◆ **Directions**:
• a. According to the letter below, in what year did its writer retire from teaching English Literature?
• b. Please reproduce the part of the letter below that opens with the words containing "Shakespeare is Secure" and closes with "solid analytical reporting.".
• c. Carry the letter below on from the point where it stops.

Shakespeare is Secure

Miss Judy Woodruff
Frontline
c/o WGBH
125 Western Avenue
Boston, Massachusetts 02134

Dear Miss Woodruff:

As a long time admirer of you and of Frontline I write in sorrow and regret to register my strong disapproval of the treatment accorded the question of Shakespearean authorship in your recent program, The Shakespeare Mystery. A matter easily susceptible of common-sense investigation and conclusion was treated instead with all the earnest irrationality of a medieval discussion of angels on the head of a pin. I am afraid that Frontline may have seriously damaged its reputation for sound and solid analytical reporting.

Let me explain my own claim to having some knowledge of the subject. I taught English Literature for almost fifty years before my retirement in 1983. More than forty years ago I undertook a thorough study of the anti-Stratfordians. I had no preconceived notions of where my investigation might lead and no emotional investment in the person called William Shakespeare (1564-1616) of Stratford-on-Avon. I did not then, and do not now, have the slightest interest on personal grounds in arguing the claims of one proposed author rather than another. Indeed, I thought at first that with all the smoke pouring from the chimneys of the doubters there must be a fire somewhere. I read a vast body of material on the subject (nobody could read it all) from William Henry Smith to Delia Bacon to Ignatius Donnelly to Nathaniel Holmes to the Ogburns (Charlton, Sr. and his wife Dorothy, and their son Charlton, Jr., the Charlton Ogburn who appeared on your program).

In determining authorship of any work, whether of a Greek classic, an Elizabethan play, a Romantic poem, or a modern novel, the techniques are pretty much the same. One looks for identifications on title pages of books or manuscripts, for comments by contemporaries, for what appears in the historical record (such as, for sixteenth and seventeenth century books, The Register of the Stationers Company). I don't want to expand on what can be a complex subject. Let me say only that, like every other disinterested investigator who has looked into the matter, I concluded that William Shakespeare was indeed the author of the works generally attributed to him. The evidence for his authorship is as complete and sound as the evidence that John Milton wrote Paradise Lost or that Mark Twain wrote Huckleberry Finn. If, on the evidence, we deny Shakespeare the authorship of his works then we must, to be fair and consistent, deny Milton's and Mark Twain's claims also. The conclusion that Shakespeare is The Author is not one that is made tentatively, as a mere likelihood or probability, as the best that one can do in the face of insufficient evidence. Rather it is one that is made with absolute certainty. All the evidence relating to authorship points to the Stratford Shakespeare and him alone. There is no evidence of any kind pointing to anyone else, as your program clearly demonstrated.

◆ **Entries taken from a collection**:

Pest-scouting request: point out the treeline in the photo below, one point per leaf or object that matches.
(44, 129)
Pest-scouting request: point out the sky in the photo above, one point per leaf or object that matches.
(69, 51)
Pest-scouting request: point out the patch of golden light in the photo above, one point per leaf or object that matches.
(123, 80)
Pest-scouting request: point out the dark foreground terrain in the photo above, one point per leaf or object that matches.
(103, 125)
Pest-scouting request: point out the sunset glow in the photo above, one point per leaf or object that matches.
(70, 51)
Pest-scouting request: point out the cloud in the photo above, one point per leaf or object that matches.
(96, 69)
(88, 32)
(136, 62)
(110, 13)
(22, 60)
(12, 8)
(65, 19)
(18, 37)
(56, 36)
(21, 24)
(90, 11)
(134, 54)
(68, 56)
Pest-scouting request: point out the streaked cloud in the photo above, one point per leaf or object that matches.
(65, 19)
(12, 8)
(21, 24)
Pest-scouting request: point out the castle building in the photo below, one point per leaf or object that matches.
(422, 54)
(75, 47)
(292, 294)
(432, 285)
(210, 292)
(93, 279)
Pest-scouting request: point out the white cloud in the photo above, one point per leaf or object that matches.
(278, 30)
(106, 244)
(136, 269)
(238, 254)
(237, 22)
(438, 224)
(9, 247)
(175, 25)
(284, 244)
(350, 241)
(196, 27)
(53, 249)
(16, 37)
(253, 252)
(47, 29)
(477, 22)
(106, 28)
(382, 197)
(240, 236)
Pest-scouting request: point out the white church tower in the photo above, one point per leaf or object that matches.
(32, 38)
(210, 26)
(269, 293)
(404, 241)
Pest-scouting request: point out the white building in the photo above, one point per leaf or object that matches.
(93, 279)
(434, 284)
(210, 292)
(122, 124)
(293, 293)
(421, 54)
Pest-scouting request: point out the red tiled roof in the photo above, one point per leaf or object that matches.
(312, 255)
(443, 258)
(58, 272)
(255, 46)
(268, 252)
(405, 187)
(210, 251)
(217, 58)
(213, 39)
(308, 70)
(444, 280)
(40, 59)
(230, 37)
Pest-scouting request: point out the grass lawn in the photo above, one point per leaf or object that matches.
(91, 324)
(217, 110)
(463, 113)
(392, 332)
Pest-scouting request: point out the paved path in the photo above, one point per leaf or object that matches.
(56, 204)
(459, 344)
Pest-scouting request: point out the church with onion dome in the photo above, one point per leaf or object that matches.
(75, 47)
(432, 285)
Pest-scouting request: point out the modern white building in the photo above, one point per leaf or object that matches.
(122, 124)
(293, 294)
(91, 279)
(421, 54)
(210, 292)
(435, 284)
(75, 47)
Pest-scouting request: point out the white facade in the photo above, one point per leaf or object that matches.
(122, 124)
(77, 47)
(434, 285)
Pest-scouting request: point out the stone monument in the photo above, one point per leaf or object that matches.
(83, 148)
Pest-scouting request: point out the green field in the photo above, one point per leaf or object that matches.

◆ **Exercise answers**:
• a. 1983

• b.
Shakespeare is Secure

Miss Judy Woodruff
Frontline
c/o WGBH
125 Western Avenue
Boston, Massachusetts 02134

Dear Miss Woodruff:

As a long time admirer of you and of Frontline I write in sorrow and regret to register my strong disapproval of the treatment accorded the question of Shakespearean authorship in your recent program, The Shakespeare Mystery. A matter easily susceptible of common-sense investigation and conclusion was treated instead with all the earnest irrationality of a medieval discussion of angels on the head of a pin. I am afraid that Frontline may have seriously damaged its reputation for sound and solid analytical reporting.

• c.
I respectfully suggest, Miss Woodruff, that if you take another look at a tape of your program you will discover that the Oxfordian stars of the show do not present any evidence of any kind for Oxford's authorship. When the smoke and mirrors are removed you will find that they have nothing but emotional rhetoric on their side. Oxford cannot be shown to be The Author merely because one wishes he were. If you will apply the simple conventional rules of proof by which to determine the authorship of literary works (anybody's, not just Shakespeare's) I think you will find that in your program not a single piece of evidence is adduced that connects Oxford in any way with Shakespeare's works. We are not faced with a question of choice, of how to decide between two equal but conflicting claims. No person trained in the evaluation of evidence could find any justification for the pretensions of the Oxfordians (or for that matter of the Baconians or the Dyerians or any other of the many claimants).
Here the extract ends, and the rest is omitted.